◆ **Goal**
Find every row below that contains the word "green" and copy each of those rows.

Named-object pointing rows
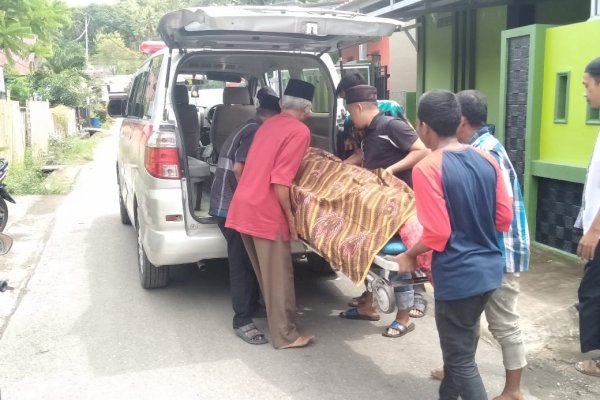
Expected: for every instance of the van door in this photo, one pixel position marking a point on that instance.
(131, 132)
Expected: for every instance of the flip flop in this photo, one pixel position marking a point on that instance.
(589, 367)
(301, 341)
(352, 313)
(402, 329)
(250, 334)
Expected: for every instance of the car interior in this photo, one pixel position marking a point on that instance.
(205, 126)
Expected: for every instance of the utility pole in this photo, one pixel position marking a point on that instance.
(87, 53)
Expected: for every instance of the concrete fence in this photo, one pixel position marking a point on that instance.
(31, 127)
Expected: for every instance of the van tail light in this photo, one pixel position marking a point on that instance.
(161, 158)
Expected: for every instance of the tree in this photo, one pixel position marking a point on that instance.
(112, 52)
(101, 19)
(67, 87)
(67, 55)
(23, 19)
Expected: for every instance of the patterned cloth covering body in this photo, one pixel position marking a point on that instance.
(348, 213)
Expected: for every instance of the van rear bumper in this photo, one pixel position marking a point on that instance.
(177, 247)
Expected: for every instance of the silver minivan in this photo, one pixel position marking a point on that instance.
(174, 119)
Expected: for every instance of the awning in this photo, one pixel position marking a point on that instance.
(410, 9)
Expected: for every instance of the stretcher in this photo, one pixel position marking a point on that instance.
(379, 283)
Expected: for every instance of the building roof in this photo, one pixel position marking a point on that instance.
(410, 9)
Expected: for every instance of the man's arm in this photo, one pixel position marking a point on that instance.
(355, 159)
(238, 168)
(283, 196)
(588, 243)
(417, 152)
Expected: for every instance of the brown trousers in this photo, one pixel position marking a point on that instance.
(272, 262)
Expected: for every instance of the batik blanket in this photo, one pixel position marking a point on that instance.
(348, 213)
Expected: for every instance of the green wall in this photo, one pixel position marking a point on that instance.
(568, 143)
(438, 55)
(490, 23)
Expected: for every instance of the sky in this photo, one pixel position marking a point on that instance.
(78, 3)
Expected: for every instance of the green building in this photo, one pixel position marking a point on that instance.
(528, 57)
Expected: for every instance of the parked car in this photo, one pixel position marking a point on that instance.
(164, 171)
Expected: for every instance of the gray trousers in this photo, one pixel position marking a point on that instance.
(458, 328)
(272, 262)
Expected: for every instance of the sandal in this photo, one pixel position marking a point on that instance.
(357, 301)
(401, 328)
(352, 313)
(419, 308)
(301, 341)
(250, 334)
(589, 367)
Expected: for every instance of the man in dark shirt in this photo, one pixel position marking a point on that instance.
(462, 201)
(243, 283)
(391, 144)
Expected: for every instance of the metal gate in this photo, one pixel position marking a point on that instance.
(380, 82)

...

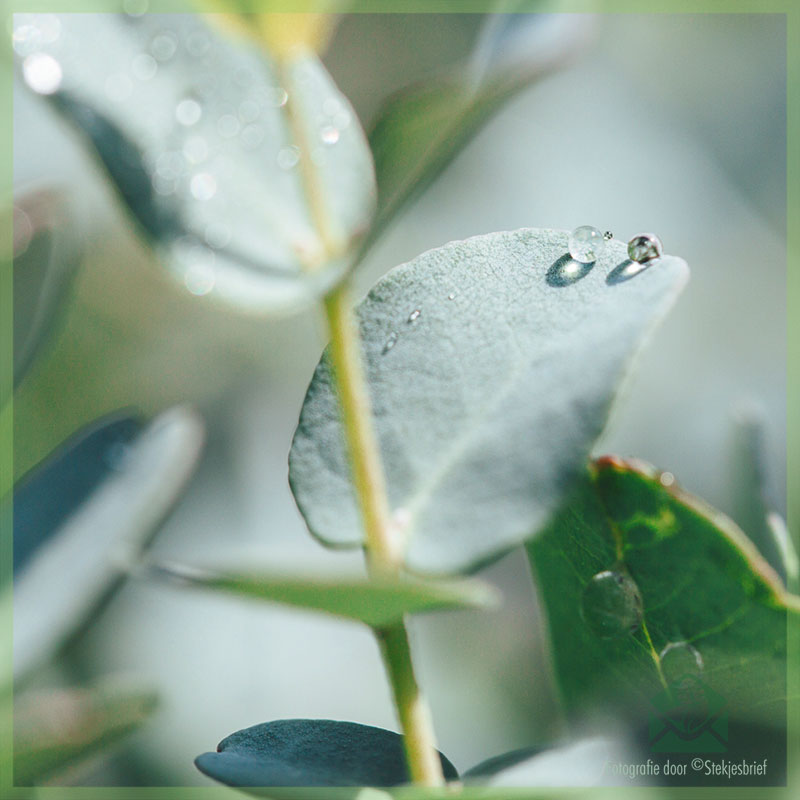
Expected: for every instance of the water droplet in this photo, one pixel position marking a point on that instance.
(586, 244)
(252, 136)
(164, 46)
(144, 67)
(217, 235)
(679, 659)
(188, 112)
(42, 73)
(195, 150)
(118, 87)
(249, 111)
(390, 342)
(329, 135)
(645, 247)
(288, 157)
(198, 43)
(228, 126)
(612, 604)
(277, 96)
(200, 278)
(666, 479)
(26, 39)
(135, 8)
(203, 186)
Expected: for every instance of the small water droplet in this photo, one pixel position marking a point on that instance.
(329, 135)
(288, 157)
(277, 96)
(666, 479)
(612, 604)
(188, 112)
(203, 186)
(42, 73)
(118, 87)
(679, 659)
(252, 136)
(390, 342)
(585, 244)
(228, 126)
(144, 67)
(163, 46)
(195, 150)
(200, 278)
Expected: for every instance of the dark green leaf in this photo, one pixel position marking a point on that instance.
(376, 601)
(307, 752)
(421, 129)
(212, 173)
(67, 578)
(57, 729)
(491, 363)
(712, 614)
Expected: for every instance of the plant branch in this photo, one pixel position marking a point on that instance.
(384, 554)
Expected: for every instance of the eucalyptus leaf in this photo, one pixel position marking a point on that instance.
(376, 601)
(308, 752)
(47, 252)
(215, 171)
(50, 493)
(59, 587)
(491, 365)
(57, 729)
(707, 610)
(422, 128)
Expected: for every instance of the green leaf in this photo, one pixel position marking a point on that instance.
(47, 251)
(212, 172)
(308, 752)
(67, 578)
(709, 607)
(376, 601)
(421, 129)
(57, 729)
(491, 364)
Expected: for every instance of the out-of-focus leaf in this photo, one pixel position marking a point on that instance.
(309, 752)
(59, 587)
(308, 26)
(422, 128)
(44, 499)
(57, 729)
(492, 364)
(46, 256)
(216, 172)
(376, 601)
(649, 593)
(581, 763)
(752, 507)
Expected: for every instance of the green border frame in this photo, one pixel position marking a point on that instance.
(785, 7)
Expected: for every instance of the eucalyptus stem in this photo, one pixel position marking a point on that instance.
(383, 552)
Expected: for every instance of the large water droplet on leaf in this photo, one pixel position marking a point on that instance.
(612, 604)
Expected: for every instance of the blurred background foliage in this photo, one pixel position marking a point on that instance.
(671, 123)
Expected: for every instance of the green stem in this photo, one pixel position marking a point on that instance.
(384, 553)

==

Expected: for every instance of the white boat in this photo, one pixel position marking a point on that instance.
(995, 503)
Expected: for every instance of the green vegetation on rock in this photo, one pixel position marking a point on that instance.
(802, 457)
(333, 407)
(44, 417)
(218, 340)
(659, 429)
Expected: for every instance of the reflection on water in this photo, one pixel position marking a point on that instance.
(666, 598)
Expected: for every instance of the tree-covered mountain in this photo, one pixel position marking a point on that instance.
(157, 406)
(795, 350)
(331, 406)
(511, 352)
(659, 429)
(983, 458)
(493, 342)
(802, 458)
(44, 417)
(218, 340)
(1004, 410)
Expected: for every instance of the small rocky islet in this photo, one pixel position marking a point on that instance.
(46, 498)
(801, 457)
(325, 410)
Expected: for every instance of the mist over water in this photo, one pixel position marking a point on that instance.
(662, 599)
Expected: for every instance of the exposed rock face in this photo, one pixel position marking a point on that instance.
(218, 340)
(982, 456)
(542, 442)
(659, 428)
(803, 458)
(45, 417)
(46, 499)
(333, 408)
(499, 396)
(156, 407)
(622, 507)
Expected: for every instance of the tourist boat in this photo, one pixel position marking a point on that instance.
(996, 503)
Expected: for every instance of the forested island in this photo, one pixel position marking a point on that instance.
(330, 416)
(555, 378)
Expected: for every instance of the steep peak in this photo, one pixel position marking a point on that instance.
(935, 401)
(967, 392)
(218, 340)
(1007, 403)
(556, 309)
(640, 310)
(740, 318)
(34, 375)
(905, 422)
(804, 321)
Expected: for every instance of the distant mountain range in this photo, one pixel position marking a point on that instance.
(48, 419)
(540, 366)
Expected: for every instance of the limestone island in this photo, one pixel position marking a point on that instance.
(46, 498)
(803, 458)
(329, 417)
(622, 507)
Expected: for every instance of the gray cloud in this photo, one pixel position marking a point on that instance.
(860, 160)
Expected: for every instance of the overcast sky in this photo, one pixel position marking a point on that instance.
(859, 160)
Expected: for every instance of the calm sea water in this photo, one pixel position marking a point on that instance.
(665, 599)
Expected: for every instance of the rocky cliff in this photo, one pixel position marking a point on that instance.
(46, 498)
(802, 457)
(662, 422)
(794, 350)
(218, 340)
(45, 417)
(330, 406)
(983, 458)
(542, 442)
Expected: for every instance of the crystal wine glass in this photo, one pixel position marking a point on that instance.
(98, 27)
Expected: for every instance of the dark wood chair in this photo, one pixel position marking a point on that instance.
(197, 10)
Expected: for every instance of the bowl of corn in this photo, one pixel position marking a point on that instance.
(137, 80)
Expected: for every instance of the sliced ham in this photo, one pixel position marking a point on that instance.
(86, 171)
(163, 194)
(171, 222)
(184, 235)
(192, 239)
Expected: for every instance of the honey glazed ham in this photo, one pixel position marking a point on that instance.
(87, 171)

◆ **Result of this task**
Expected: for every instance of the green wall in this photo, one pixel position marking a point on that instance.
Expected: for every instance of the green building in this photo, one pixel position marking a point on that instance.
Expected: for every instance of the dark green leaf in this photo, one pixel position marking a point on that instance.
Expected: for every instance of the green leaf in this photo, one pixel position marking a point on that instance.
Expected: for every instance of the green border frame in this photo, one pixel position marking a point on that instance.
Expected: for every instance of the green stem in this photo, one pixel position marking a point on that instance.
Expected: for every instance of the green vegetation on rock in this photo, one pixel position marking a point on that instance.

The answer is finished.